*Selection:*
·····

Fracking opponents headed to Oakland Saturday for large march

Fracking opponents have been dogging Gov. Jerry Brown for more than a year to stop the practice, which involves forcing water, chemicals and other materials into rock formations to expand cracks and allow oil and gas to flow more freely.|

Thousands of environmental and community activists - including a large contingent from Sonoma County - are expected to march in Oakland Saturday to pressure Gov. Jerry Brown to ban hydraulic fracturing for oil.

Organizers say the controversial method of extracting oil and gas from deep within rock formations, known more commonly as “fracking,” is at odds with the governor’s vow in his recent inaugural address to make California a leader in the fight against climate change.

“More and more we are moving to a clean energy economy,” said Dennis Rosatti, executive director of Sonoma County Conservation Action. “To continue with dirty fuel sources won’t help us get there.”

Participants are estimating that as many 10,000 people coming from around the state will be at Saturday’s demonstration in Oakland, where Brown lives.

Two large buses were chartered to take demonstrators from Santa Rosa this morning in addition to others carpooling to Oakland.

The gathering has been billed by organizers as the largest demonstration against fracking in U.S. history, noted Sandra Lupien, a spokeswoman for Food & Water Watch, a national nonprofit that advocates for safe, sustainable food and water, part of a broad-based coalition of more than 100 groups participating in the demonstration.

·····

[Entries from a pointing dataset]
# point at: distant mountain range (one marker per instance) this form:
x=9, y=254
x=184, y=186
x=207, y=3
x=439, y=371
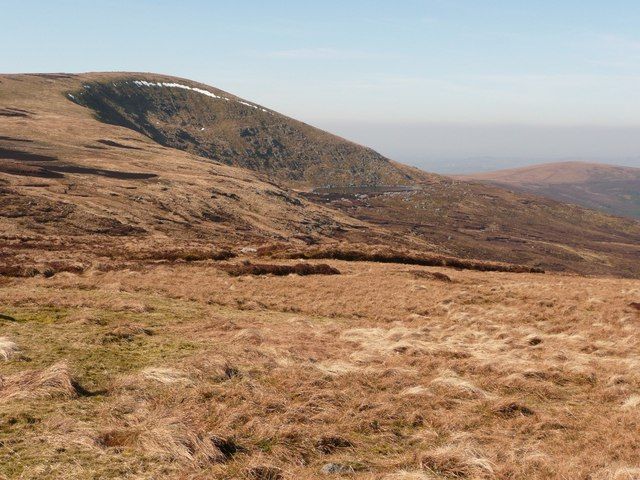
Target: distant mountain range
x=106, y=158
x=609, y=188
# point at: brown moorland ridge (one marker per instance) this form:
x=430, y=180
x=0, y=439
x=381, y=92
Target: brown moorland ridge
x=610, y=188
x=172, y=358
x=66, y=176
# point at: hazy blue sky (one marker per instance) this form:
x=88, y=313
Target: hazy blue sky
x=421, y=80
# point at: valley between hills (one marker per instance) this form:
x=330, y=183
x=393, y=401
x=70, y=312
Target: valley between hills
x=196, y=286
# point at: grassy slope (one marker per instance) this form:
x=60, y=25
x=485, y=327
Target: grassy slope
x=490, y=376
x=231, y=131
x=609, y=188
x=112, y=184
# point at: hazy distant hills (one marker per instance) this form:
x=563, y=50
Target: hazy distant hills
x=612, y=189
x=119, y=157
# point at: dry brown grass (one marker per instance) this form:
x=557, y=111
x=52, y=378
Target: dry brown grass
x=54, y=381
x=386, y=254
x=8, y=349
x=303, y=269
x=375, y=373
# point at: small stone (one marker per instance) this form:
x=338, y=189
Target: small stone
x=336, y=469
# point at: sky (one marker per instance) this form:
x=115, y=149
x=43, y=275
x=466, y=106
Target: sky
x=448, y=85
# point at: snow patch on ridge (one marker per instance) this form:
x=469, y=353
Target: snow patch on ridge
x=144, y=83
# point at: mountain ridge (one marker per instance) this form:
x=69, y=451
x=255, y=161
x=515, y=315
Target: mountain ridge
x=613, y=189
x=67, y=175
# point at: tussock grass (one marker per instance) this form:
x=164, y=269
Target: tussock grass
x=8, y=349
x=361, y=374
x=54, y=381
x=457, y=461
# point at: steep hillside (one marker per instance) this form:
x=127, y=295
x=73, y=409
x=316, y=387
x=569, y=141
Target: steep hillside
x=609, y=188
x=211, y=123
x=68, y=179
x=136, y=167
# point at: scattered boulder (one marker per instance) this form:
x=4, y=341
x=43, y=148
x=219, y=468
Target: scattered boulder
x=337, y=469
x=329, y=444
x=8, y=349
x=514, y=409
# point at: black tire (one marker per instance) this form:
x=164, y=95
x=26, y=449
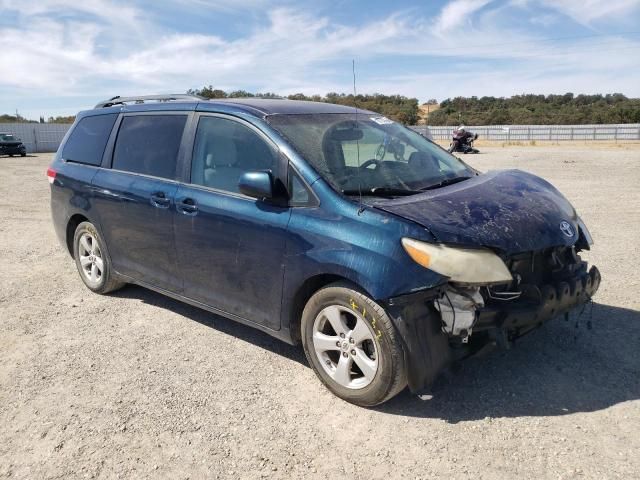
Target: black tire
x=107, y=282
x=390, y=377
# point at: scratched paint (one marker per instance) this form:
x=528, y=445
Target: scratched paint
x=510, y=210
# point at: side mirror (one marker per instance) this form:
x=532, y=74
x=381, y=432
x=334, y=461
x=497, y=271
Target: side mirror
x=256, y=184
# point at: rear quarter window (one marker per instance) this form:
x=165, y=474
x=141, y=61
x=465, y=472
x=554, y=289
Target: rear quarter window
x=149, y=144
x=88, y=139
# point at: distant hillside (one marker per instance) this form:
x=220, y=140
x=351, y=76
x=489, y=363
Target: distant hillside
x=425, y=111
x=564, y=109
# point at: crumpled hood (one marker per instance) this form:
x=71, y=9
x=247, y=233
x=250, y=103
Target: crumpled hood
x=509, y=210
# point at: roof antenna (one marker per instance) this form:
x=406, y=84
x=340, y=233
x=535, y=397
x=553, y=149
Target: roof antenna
x=355, y=106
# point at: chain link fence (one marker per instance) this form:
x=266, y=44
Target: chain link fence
x=549, y=133
x=46, y=137
x=37, y=137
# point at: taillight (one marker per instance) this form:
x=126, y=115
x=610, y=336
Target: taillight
x=51, y=174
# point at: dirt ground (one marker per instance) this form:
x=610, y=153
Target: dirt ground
x=135, y=385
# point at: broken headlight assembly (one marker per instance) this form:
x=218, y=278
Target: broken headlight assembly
x=461, y=265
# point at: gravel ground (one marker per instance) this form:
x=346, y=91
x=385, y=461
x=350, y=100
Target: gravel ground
x=137, y=385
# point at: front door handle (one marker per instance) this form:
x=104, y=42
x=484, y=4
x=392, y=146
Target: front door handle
x=188, y=206
x=160, y=200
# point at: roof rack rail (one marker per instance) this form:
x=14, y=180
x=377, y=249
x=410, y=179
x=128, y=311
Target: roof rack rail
x=117, y=100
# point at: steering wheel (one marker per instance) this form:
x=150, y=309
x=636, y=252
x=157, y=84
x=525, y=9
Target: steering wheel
x=372, y=161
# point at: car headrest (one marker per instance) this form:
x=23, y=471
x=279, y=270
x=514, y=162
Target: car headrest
x=222, y=153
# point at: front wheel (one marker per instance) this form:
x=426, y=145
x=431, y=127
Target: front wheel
x=352, y=345
x=92, y=260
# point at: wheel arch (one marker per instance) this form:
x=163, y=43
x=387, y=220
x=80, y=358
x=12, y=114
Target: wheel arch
x=72, y=224
x=302, y=295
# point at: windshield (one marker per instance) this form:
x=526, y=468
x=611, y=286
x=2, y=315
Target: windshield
x=370, y=153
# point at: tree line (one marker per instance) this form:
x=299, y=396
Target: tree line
x=527, y=109
x=567, y=109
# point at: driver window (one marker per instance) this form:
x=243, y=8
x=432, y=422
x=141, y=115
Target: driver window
x=225, y=149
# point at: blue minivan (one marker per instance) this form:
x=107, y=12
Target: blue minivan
x=336, y=228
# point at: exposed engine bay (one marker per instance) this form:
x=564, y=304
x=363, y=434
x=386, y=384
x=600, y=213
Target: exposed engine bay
x=545, y=284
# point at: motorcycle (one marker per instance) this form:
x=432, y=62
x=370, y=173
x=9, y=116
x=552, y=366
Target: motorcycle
x=463, y=142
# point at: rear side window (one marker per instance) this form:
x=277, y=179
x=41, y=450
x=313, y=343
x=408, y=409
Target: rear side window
x=88, y=139
x=149, y=144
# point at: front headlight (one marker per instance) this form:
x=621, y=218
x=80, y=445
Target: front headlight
x=461, y=265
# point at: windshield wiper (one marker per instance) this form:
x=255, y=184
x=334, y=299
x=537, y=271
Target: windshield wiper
x=445, y=182
x=382, y=192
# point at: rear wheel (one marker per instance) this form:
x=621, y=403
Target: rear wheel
x=92, y=260
x=352, y=346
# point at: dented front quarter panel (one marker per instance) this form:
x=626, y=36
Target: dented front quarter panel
x=508, y=210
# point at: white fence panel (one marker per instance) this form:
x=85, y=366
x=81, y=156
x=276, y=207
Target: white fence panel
x=525, y=133
x=38, y=137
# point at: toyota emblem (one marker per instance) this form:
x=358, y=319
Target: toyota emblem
x=566, y=228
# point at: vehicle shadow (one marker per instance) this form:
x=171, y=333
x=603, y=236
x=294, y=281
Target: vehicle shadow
x=562, y=368
x=216, y=322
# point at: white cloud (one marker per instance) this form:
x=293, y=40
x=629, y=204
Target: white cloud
x=586, y=12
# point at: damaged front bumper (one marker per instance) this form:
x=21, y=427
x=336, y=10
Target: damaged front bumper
x=432, y=341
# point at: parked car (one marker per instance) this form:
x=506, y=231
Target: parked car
x=11, y=145
x=386, y=264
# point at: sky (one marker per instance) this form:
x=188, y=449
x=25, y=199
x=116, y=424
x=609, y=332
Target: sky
x=61, y=56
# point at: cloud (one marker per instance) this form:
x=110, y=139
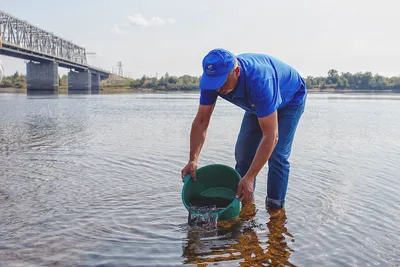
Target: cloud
x=115, y=28
x=138, y=20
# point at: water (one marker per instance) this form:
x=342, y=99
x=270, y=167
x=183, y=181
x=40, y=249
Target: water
x=94, y=180
x=203, y=211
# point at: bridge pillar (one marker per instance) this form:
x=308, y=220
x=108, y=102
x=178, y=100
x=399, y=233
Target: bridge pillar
x=79, y=82
x=42, y=77
x=95, y=83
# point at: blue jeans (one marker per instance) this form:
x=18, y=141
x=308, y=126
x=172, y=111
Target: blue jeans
x=249, y=138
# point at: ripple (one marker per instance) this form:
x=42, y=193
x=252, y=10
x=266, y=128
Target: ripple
x=84, y=184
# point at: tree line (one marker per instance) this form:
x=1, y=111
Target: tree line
x=333, y=80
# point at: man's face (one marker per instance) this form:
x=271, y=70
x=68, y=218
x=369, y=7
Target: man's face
x=230, y=83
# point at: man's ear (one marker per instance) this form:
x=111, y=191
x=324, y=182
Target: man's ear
x=237, y=71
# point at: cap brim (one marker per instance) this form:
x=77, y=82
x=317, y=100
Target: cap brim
x=212, y=83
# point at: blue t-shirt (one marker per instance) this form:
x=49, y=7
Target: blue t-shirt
x=265, y=84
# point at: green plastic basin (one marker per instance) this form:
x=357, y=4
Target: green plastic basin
x=215, y=180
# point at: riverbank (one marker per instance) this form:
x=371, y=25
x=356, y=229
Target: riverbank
x=123, y=90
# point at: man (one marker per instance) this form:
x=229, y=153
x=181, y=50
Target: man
x=273, y=95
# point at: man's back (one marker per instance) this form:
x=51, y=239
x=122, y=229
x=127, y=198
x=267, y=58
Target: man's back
x=289, y=83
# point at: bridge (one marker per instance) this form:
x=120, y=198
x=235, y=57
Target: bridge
x=46, y=52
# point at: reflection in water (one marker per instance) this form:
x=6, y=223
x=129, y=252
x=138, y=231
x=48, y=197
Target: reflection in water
x=79, y=92
x=42, y=93
x=237, y=241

·····

*Goal of the exercise:*
In the fracking article, who is the executive director of Sonoma County Conservation Action?

*Solution to the exercise:*
Dennis Rosatti